[Referring expression pointing data]
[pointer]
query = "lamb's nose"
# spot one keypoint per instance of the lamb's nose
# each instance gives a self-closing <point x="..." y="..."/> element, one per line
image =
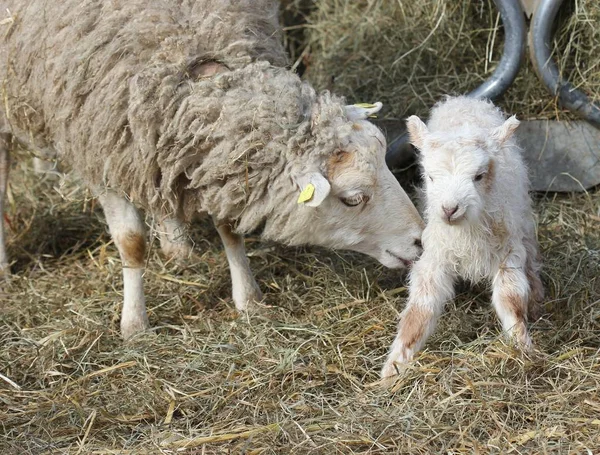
<point x="450" y="211"/>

- **EXERCISE GOAL**: Apart from the pictures, return the records exactly.

- **RESULT OF THE EXERCISE**:
[pointer]
query = "lamb's nose"
# spot one keypoint per instance of the lamb's nose
# each instance gives a self-closing <point x="..." y="..."/> element, one per line
image =
<point x="450" y="211"/>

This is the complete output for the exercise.